INSTRUCTIONS TO FOLLOW:
Edit the records below by replacing each "dark blue jeans" with "navy jeans" and leaving everything else unchanged. Omit the pictures from your version.

──────── RECORDS PROVIDED ────────

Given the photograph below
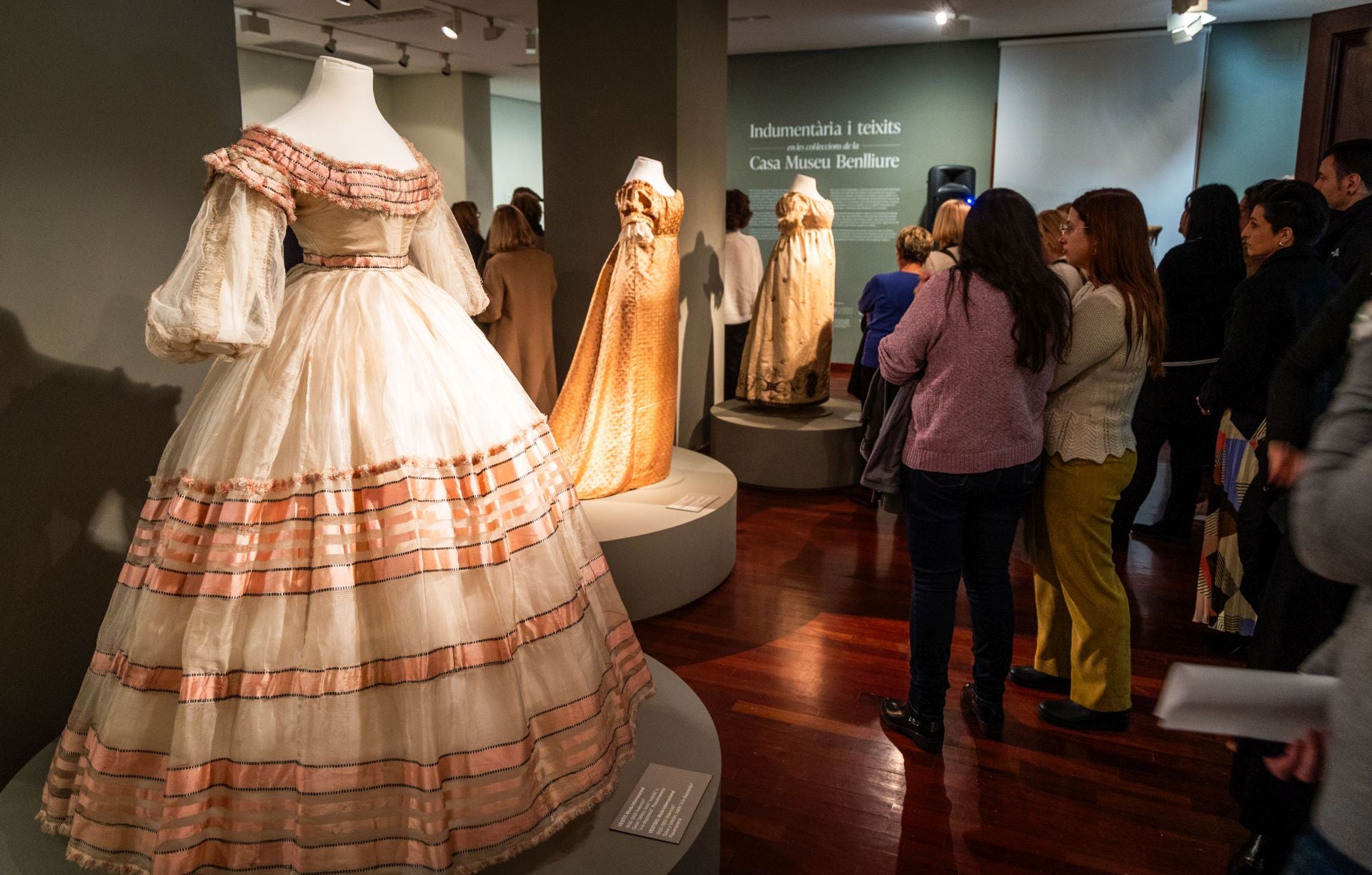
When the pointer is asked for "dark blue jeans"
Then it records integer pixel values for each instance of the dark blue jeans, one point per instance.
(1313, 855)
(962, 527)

────────

TASK RESPONSE:
Given the photograph below
When the pointer is asked for "navy jeans"
Then it records integer pixel values for each instance of the navy jeans, one point per instance.
(1313, 855)
(962, 527)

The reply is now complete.